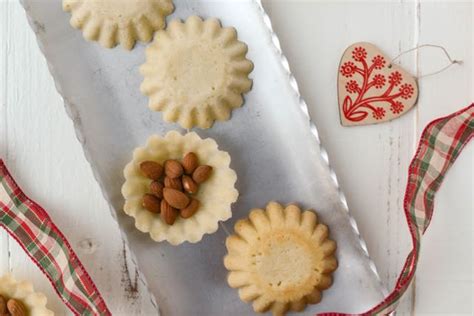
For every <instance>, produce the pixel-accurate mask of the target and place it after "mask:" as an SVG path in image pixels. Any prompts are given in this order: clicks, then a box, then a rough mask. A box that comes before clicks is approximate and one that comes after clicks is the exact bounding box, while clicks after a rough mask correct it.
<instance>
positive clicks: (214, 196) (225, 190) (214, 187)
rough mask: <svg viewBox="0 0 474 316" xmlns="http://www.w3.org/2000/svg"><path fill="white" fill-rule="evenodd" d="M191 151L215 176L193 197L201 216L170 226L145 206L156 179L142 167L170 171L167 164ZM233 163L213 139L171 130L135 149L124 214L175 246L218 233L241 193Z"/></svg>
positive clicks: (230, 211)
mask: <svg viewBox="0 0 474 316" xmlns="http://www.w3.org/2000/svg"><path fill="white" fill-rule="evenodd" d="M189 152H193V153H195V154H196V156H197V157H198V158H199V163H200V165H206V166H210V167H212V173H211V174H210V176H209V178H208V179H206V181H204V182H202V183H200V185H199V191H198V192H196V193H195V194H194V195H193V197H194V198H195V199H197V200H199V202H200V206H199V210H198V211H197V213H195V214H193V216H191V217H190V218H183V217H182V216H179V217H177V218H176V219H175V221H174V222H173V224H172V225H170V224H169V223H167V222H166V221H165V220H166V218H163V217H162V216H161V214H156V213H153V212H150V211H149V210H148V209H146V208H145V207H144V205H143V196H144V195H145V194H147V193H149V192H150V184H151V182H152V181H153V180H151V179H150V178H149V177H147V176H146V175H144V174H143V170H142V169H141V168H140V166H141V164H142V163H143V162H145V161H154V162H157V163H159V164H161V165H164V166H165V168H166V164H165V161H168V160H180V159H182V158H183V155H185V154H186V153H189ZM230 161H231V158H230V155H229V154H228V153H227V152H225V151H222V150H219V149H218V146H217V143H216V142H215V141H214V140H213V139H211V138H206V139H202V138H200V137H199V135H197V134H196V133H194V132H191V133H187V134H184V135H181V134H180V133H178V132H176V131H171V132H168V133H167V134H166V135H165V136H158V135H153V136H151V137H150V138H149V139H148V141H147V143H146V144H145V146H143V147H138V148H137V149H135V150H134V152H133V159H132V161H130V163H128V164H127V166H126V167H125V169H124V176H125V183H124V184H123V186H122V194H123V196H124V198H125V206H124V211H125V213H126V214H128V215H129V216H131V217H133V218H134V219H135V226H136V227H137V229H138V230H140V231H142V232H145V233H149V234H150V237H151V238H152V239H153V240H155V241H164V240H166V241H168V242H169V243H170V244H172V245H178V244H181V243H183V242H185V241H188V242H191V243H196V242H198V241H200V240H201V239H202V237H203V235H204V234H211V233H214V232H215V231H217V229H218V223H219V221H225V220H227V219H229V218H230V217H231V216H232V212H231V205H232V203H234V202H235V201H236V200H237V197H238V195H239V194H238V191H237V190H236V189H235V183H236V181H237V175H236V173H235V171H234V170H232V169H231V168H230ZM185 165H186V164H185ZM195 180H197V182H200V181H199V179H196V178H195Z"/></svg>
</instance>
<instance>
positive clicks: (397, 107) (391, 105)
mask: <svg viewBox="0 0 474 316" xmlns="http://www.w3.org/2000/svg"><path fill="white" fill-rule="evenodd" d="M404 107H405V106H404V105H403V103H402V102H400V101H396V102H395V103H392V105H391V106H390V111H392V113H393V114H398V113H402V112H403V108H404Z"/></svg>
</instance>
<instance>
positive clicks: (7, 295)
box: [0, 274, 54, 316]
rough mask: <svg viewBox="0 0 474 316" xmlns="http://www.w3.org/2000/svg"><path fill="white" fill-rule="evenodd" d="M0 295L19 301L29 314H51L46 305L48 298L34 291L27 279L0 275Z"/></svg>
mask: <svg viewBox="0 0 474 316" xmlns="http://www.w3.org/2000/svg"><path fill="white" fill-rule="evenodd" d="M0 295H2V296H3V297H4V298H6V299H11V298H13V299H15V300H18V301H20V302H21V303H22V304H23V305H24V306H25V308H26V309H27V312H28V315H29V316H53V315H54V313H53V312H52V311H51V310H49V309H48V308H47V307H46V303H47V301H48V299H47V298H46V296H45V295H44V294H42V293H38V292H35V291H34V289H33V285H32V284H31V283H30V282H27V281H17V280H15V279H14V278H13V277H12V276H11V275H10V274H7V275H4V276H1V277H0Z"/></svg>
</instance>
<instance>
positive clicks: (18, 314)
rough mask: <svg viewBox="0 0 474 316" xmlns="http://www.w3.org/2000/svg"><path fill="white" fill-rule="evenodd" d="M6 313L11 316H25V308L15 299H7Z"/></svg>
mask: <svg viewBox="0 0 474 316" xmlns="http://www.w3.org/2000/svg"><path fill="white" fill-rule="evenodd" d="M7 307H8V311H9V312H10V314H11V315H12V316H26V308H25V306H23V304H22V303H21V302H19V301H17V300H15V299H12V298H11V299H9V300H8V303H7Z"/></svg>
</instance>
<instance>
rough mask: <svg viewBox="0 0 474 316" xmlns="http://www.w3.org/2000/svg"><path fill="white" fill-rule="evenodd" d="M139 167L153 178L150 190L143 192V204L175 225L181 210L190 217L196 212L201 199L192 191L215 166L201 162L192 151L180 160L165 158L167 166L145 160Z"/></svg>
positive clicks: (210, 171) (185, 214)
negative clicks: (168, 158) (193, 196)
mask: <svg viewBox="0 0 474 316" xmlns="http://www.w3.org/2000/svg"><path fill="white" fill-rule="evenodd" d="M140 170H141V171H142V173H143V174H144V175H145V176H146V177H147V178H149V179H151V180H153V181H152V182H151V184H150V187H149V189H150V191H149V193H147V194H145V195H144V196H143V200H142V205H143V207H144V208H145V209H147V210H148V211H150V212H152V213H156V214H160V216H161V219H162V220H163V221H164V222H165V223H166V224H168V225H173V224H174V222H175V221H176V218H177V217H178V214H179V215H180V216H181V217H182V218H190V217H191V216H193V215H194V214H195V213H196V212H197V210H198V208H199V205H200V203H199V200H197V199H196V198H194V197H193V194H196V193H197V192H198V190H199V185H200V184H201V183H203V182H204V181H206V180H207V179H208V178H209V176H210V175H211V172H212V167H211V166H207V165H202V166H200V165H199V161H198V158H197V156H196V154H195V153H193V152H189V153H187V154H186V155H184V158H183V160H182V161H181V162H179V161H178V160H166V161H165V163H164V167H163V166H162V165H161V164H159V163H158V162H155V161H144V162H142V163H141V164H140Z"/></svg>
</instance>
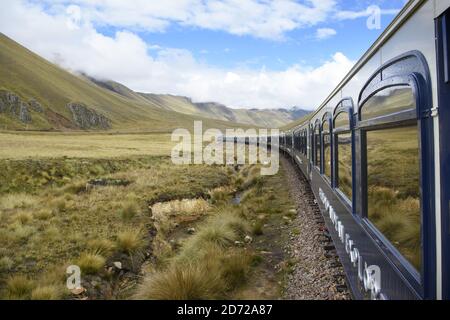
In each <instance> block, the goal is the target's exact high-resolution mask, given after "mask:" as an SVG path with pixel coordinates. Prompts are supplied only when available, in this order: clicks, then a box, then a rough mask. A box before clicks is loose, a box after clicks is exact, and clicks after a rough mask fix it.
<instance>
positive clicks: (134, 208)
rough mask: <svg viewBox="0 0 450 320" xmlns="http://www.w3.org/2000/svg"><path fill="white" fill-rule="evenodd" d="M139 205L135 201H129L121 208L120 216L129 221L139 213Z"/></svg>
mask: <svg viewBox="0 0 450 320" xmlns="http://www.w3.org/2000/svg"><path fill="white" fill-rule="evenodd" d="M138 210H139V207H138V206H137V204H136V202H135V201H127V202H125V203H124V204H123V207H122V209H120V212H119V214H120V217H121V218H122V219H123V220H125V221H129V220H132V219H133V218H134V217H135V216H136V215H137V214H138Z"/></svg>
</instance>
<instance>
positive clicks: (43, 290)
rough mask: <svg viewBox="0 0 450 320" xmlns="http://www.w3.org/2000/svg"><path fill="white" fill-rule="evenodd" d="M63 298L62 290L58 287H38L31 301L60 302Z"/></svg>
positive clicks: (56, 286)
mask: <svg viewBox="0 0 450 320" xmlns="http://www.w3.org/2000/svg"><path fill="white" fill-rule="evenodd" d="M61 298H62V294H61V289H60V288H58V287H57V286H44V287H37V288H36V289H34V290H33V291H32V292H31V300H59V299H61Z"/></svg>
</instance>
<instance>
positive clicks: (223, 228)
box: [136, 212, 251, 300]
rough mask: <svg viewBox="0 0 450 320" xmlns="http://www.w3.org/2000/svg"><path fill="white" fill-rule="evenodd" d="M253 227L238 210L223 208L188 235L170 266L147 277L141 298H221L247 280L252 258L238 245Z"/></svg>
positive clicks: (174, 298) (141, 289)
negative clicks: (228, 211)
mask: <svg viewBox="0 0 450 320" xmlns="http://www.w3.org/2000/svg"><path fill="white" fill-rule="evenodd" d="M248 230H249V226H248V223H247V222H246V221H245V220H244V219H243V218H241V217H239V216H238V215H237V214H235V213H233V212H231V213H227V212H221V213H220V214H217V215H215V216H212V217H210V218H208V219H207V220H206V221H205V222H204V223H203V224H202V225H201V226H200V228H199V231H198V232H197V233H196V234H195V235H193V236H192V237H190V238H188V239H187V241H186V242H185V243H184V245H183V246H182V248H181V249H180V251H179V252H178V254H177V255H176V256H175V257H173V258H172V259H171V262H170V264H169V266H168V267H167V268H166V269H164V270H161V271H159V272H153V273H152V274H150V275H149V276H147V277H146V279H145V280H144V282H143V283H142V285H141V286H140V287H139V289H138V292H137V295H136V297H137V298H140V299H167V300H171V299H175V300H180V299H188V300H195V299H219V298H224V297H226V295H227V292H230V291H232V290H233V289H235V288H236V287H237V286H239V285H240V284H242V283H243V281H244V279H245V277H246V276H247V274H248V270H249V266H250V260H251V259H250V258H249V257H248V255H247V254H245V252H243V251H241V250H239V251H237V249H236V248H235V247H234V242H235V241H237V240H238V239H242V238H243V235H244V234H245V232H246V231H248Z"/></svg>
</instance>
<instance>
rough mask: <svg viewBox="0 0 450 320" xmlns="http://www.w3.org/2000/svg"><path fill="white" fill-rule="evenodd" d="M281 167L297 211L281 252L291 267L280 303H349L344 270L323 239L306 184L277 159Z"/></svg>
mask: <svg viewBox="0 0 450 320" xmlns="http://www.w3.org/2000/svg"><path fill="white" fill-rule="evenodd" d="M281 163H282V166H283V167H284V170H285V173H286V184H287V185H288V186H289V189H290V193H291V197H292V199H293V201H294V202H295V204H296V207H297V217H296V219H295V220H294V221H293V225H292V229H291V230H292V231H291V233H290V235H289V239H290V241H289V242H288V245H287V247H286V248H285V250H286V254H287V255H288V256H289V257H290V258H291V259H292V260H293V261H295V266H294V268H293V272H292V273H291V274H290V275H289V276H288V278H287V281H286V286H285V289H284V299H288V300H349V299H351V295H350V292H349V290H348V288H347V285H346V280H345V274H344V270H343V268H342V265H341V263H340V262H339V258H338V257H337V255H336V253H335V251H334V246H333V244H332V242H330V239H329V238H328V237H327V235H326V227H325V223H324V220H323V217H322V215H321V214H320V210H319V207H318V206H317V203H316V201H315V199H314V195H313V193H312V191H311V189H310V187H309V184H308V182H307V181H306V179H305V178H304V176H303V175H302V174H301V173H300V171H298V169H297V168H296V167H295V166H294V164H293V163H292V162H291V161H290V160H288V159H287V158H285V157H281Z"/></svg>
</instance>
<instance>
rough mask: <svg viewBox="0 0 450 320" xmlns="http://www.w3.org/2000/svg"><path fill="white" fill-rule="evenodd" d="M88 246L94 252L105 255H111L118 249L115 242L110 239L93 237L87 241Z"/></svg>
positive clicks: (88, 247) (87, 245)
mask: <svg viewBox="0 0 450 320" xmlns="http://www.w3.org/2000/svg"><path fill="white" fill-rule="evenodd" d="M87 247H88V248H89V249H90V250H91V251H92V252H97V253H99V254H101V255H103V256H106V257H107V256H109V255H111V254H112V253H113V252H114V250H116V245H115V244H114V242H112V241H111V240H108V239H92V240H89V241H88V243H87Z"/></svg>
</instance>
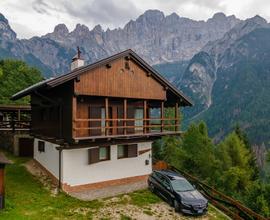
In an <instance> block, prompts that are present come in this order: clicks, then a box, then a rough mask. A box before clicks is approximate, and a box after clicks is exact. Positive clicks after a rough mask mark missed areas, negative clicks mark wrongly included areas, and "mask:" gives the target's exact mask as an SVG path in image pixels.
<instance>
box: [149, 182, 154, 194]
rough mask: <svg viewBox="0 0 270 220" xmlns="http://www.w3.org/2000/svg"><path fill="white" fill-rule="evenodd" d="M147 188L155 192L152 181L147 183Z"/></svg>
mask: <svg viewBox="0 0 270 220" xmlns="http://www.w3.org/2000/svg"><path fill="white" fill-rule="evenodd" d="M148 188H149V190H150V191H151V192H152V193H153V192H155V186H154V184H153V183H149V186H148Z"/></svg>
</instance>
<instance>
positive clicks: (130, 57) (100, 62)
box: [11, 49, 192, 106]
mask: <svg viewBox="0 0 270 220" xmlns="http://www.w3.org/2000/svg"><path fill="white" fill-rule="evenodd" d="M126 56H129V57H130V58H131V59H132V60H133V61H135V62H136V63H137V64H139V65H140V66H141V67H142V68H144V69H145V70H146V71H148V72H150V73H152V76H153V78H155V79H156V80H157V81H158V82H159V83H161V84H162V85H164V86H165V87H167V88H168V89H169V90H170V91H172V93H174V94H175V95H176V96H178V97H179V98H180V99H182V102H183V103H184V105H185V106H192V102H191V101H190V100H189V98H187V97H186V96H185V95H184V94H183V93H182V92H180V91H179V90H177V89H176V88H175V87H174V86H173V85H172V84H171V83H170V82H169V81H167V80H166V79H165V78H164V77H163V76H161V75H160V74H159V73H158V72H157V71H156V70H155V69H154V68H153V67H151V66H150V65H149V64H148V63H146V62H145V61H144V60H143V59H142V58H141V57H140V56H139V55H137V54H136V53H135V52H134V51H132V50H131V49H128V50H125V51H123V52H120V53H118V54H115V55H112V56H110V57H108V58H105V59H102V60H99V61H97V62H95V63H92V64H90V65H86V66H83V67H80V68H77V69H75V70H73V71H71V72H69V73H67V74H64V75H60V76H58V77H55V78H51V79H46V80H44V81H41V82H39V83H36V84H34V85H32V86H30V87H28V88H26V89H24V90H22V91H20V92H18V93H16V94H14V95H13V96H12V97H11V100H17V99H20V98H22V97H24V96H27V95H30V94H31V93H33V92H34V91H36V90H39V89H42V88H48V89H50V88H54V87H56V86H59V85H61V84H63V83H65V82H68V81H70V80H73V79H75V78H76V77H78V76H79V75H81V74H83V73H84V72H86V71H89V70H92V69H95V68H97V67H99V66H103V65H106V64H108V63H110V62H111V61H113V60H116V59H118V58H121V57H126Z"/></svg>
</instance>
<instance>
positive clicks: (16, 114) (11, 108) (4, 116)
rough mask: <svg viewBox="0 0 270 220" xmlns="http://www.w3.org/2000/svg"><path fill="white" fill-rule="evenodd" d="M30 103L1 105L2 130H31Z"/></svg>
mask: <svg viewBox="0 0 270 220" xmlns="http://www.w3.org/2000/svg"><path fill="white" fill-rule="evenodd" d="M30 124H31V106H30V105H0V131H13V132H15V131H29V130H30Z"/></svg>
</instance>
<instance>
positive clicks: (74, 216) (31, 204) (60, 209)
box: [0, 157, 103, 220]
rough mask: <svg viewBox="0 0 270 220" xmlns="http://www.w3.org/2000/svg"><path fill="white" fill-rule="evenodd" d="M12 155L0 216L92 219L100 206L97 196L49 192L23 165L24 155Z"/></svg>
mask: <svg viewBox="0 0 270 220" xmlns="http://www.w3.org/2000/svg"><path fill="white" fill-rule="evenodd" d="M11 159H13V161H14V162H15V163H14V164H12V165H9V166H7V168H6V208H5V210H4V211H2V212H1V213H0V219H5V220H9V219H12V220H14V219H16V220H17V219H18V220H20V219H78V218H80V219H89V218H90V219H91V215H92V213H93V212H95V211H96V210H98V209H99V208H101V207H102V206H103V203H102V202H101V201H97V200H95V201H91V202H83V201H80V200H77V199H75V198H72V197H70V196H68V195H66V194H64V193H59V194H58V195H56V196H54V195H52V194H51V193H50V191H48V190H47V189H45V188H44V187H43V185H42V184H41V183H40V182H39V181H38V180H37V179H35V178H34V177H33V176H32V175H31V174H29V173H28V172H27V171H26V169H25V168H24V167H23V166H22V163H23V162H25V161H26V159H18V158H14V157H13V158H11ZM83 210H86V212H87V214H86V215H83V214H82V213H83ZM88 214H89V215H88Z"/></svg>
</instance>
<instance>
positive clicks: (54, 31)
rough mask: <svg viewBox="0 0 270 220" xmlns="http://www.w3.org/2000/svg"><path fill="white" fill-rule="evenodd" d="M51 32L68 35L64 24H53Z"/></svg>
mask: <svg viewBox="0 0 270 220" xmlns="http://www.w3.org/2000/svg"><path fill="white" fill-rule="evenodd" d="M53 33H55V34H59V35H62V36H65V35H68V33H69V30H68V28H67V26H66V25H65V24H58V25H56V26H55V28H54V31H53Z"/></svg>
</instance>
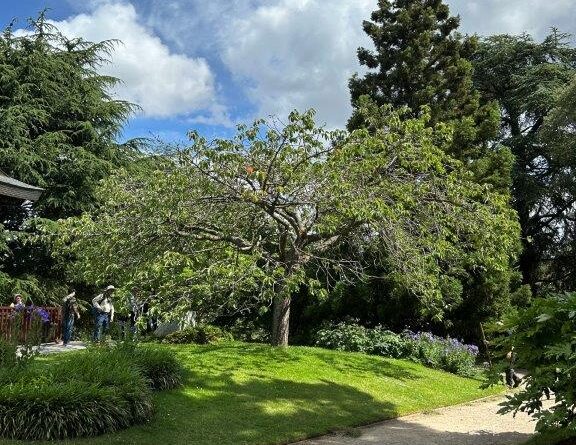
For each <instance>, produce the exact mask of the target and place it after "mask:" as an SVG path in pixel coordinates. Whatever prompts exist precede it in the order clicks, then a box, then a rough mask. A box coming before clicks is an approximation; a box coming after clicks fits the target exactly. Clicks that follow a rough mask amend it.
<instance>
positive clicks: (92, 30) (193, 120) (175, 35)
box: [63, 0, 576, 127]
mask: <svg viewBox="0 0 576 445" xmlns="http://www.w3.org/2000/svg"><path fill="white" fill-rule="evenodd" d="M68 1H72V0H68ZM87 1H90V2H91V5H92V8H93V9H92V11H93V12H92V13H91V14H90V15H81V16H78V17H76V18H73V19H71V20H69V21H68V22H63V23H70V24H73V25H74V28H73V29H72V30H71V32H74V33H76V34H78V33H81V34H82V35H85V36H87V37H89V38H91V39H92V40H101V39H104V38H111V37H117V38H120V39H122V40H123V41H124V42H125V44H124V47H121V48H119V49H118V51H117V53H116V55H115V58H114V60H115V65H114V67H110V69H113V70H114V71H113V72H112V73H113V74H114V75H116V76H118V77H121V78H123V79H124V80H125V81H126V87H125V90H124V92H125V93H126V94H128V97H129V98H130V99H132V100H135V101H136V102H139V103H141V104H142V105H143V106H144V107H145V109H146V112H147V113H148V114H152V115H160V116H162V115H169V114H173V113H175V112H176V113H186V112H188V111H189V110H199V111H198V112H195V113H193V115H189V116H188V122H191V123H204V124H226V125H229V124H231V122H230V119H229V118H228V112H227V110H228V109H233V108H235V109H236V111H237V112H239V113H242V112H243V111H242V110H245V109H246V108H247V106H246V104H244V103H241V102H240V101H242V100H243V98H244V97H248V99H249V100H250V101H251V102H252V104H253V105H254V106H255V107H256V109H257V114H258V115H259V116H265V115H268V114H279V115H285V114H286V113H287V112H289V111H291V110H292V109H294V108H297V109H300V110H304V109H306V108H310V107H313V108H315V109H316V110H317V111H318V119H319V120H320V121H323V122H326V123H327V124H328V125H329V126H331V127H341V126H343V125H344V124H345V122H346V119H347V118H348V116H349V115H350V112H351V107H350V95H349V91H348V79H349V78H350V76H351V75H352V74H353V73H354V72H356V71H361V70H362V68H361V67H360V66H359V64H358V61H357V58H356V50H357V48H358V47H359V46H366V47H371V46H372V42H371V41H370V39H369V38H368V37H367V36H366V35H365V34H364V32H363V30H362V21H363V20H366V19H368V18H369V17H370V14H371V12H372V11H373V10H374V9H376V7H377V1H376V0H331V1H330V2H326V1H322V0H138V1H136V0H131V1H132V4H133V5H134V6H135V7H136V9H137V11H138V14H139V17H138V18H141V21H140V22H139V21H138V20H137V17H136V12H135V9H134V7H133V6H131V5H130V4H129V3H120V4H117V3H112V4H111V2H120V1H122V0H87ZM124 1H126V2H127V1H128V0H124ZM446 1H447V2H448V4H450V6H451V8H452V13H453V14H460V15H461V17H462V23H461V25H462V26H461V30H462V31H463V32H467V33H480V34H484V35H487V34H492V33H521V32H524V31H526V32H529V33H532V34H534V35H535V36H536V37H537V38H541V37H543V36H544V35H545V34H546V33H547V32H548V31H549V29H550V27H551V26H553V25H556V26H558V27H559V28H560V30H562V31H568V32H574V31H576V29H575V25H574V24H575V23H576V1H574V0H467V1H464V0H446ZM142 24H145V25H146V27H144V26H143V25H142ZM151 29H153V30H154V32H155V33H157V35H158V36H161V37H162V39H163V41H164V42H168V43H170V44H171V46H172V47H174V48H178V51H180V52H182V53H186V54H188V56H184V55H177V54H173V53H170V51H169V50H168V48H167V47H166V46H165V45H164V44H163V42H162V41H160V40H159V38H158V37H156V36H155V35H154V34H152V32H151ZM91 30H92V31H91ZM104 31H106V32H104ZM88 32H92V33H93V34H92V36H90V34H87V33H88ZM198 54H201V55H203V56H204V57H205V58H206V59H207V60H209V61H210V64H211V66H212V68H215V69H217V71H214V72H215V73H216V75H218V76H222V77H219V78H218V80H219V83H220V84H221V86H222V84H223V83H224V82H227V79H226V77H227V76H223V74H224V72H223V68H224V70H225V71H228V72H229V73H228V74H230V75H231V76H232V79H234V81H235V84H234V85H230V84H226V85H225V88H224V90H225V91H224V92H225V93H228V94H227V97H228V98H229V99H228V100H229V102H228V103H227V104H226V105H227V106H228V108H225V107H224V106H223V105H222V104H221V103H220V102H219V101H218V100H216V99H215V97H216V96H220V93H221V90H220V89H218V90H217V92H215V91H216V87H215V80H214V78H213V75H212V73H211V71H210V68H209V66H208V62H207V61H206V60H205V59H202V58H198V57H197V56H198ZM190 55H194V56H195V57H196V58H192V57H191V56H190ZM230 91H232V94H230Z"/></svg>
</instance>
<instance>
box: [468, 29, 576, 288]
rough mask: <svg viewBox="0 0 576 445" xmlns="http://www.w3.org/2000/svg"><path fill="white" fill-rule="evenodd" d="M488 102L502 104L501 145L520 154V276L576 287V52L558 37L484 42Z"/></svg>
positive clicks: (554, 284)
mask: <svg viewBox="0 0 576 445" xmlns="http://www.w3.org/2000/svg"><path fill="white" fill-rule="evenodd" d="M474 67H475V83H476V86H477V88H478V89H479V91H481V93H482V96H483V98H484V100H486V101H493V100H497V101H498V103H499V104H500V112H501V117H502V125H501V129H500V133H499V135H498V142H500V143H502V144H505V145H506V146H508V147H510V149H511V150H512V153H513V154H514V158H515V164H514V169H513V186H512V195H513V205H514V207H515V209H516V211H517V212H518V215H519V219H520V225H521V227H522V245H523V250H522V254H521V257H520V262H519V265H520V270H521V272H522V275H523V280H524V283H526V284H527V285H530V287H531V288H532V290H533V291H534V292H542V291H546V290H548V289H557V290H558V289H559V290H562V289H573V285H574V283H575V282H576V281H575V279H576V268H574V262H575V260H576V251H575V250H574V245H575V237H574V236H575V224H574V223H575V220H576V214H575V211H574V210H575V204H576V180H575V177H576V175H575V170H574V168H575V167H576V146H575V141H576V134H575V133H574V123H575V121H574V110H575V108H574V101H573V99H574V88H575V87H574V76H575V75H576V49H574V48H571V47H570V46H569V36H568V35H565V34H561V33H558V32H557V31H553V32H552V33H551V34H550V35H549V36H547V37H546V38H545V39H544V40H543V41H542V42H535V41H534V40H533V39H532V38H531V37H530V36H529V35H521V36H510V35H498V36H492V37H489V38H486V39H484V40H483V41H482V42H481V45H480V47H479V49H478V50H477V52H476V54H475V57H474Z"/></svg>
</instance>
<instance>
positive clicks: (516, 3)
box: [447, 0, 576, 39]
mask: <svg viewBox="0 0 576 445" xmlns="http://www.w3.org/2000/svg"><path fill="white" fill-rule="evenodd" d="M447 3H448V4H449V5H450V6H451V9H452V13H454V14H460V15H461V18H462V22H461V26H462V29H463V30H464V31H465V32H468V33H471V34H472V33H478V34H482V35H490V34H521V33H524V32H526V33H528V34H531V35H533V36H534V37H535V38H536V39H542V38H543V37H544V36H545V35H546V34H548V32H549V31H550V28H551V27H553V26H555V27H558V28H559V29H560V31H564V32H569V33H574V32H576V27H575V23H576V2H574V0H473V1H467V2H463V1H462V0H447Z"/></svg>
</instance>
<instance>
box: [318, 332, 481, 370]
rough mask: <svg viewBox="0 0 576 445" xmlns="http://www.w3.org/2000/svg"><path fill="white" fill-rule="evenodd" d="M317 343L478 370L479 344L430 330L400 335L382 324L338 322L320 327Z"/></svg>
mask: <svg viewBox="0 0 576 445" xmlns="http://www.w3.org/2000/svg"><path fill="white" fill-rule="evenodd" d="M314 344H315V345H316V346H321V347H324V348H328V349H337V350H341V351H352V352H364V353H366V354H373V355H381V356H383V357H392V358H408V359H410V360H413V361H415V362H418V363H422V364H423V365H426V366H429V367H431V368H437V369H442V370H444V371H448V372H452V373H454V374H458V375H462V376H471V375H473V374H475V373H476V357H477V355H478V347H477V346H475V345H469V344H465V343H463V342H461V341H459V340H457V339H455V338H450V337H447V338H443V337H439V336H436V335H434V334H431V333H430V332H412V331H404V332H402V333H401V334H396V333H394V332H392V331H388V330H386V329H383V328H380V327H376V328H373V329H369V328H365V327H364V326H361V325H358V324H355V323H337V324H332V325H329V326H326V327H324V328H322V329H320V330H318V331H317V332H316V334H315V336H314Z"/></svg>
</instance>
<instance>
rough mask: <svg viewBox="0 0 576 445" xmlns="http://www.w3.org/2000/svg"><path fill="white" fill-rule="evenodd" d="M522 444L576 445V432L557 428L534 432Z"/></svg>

○ ○ ○ ○ ○

**Exercise details**
If a picture appears among the records, leave it out, and otherwise reproduce exactly every line from the first line through the one with "positive clicks: (214, 196)", both included.

**Result of the exercise**
For every <instance>, produce the pixel-accurate mask of the target and place it after "mask:" as an SVG path in image pixels. Any prompts are given in this order: clicks, then a box, then a rough mask. A box that comes before clicks is approximate and one that comes after clicks is the exact bounding box, while clicks after a rough mask correct it.
<instance>
positive clicks: (214, 196) (225, 190) (214, 187)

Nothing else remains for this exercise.